設問 1: 抜粋文のうち「茶を飲むという日常の行為を」で始まる段落を、主な事実を残して箇条書きに書き直してください。
設問 2: 抜粋文によれば、茶人が花を必要以上に切ってしまった場合、どうするほかはないとされていますか。

抜粋文:
____________________
豊竹咲甫大夫は『茶の本』を読んで自然と人間を対等に扱う日本のこころを知った

レビュー

  • シェア
  • ポスト
  • ブックマーク

新訳茶の本

『新訳茶の本』

著者
岡倉, 天心, 1863-1913大久保, 喬樹, 1946-2020
出版社
角川書店
ISBN
9784043093038
価格
691円(税込)

書籍情報:openBD

豊竹咲甫大夫は『茶の本』を読んで自然と人間を対等に扱う日本のこころを知った

[レビュアー] 豊竹咲甫大夫(人形浄瑠璃文楽座・太夫)

豊竹咲甫大夫

茶を飲むという日常の行為を芸術にまで高めた茶道。明治時代の思想家である岡倉天心は『茶の本』の中で花に注目します。茶人たちは茶室に飾るたった一輪の花にも真剣に向き合う。そこに天心は、人間は自然と対等であるという日本人の自然観を見出します。
 また、茶人の死を、死にゆく花の姿にたとえ、人間の死をも見つめます。このように花道は茶道によって深い意味合いを持つものとして発展してきました。
 茶人は宗教的崇拝の念をもって花を扱う。花を摘むのも手当たり次第ではなく、心に思い描く芸術的造形にしたがって注意深く一枝一茎を選ぶのであり、もし必要以上に切ってしまうようなことがあれば恥じ入るほかはない。茶や花に通じる人々は、無闇やたらに花を摘みとるようなことはありません。花と人間を同等に扱い、花に対する尊敬と崇拝の念をもって接しているのです。
____________________
提供情報:
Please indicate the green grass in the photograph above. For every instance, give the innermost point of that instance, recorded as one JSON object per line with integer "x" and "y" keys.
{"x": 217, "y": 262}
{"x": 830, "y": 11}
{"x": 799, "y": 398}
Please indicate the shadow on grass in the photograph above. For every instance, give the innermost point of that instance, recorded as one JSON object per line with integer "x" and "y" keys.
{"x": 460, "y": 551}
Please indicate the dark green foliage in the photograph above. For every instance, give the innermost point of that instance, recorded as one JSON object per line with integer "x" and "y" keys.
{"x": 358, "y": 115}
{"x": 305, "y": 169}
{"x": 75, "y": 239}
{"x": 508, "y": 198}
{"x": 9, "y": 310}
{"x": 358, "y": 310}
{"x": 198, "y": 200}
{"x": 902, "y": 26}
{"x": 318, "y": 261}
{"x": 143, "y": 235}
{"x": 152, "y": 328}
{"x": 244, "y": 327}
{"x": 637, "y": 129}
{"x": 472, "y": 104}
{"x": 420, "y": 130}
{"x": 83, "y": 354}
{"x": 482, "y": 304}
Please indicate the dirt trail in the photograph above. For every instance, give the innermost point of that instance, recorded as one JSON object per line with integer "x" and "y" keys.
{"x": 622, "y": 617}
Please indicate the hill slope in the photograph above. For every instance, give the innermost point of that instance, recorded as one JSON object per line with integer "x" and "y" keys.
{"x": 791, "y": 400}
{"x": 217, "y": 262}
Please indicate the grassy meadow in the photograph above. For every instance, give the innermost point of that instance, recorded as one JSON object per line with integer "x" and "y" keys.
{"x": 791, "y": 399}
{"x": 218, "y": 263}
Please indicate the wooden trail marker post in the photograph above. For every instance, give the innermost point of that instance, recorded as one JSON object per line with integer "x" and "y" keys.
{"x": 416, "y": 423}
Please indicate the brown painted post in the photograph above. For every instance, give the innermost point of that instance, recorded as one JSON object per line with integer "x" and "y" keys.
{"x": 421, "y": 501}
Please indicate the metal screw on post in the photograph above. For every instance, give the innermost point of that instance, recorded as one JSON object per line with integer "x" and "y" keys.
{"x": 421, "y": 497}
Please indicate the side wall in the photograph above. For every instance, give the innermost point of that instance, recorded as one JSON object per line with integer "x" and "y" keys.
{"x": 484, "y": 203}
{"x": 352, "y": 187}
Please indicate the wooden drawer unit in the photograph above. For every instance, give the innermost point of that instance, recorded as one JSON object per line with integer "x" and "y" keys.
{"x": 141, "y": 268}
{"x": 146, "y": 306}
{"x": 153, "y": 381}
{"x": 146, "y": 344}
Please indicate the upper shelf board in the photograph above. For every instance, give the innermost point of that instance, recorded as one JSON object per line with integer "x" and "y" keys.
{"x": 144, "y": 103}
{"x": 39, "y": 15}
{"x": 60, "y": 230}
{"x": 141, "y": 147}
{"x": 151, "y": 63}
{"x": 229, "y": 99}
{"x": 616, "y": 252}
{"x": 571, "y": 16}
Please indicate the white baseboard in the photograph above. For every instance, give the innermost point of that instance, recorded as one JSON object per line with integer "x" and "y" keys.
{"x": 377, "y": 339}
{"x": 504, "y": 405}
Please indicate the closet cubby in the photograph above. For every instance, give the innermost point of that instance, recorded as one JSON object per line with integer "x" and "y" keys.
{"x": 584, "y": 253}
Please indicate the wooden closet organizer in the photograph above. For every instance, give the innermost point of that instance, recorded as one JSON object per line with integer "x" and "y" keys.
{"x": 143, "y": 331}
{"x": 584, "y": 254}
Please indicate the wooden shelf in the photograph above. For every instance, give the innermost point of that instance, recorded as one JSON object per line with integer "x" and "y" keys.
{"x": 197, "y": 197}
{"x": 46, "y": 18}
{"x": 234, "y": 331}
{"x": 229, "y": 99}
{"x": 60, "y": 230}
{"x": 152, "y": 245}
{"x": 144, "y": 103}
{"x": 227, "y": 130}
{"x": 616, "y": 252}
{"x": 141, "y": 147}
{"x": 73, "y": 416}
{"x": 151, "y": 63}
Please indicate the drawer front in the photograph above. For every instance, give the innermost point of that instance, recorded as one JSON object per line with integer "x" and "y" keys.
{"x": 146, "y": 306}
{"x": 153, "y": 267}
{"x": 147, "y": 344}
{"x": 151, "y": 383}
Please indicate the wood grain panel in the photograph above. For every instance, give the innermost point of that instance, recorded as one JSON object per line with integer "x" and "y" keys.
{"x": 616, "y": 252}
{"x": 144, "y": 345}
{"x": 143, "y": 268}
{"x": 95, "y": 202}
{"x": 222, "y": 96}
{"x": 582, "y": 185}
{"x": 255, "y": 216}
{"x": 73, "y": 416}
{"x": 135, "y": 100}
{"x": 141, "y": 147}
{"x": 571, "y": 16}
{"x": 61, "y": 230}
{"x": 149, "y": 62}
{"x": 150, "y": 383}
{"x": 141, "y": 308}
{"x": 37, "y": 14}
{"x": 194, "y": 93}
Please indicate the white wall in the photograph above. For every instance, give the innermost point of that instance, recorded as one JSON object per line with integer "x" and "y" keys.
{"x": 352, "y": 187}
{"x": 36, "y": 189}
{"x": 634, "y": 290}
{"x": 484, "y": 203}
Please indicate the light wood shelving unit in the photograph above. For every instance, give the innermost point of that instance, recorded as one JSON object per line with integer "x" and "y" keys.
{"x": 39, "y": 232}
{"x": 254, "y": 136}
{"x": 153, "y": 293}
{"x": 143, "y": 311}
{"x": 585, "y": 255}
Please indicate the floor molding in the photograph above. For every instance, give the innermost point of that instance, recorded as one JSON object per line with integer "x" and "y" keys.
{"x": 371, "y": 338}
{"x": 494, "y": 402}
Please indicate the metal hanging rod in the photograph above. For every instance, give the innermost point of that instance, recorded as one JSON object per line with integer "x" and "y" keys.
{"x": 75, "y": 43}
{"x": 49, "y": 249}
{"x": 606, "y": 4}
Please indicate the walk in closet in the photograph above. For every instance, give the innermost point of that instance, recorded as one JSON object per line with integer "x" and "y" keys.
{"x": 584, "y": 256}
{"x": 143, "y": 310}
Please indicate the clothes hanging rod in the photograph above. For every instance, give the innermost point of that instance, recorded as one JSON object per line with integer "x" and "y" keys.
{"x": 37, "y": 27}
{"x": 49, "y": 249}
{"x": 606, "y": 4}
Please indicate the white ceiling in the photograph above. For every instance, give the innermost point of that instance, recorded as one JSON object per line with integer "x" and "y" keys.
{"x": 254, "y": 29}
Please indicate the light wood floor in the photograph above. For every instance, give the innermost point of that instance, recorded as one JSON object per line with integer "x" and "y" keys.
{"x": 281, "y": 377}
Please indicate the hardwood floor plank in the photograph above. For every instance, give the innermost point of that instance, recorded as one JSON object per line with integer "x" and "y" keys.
____________________
解答結果 1:
- 茶道は、茶を飲むという日常の行為を芸術にまで高めたものである。
- 明治時代の思想家である岡倉天心は、『茶の本』の中で花に注目している。
- 茶人たちは、茶室に飾るたった一輪の花にも真剣に向き合う。
- 天心はそこに、人間は自然と対等であるという日本人の自然観を見出している。

解答結果 2: 恥じ入るほかはないとされています。